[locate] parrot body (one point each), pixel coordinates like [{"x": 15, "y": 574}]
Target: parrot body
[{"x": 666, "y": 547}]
---
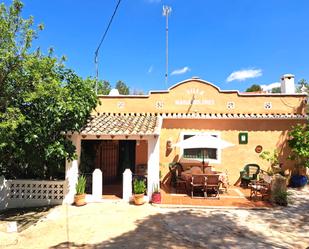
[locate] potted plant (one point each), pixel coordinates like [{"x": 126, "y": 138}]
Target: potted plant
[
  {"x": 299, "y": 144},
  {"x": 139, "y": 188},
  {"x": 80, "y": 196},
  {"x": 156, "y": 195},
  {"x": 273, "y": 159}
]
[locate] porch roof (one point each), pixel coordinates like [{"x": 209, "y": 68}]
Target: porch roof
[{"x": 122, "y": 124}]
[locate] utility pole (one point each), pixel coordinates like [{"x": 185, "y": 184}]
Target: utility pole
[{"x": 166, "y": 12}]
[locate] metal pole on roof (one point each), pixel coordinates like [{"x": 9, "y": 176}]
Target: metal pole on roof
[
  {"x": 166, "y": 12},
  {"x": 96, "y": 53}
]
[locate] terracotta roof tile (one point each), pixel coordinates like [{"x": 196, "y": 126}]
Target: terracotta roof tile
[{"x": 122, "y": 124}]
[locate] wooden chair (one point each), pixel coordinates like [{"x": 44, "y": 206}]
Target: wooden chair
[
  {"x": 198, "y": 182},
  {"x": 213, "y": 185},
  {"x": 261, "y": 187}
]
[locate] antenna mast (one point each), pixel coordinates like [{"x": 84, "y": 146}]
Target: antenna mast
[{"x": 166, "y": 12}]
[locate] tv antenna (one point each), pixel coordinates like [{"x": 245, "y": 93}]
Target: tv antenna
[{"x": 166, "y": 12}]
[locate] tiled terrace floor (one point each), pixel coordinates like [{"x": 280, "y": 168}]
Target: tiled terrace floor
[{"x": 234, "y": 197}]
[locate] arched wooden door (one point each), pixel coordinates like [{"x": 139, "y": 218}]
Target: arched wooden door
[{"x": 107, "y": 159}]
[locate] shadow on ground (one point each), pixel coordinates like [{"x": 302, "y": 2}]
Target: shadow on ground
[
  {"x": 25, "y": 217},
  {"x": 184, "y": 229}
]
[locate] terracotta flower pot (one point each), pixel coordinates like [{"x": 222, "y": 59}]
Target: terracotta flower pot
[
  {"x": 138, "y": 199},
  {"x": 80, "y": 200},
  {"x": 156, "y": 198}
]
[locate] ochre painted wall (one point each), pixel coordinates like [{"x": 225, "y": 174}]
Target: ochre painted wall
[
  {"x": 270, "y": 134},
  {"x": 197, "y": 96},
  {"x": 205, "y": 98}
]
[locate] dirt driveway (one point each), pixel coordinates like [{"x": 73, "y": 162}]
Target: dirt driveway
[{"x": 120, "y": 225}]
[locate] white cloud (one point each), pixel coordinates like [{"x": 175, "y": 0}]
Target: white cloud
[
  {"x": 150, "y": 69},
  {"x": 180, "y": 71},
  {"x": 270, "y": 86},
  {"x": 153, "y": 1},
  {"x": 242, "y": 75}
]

— THE TASK —
Pull out each line in the rows above that contains the word "metal".

— SOLUTION BELOW —
[locate] metal pole on roof (one point each), pixel coordinates like [{"x": 9, "y": 176}]
Target: metal pole on roof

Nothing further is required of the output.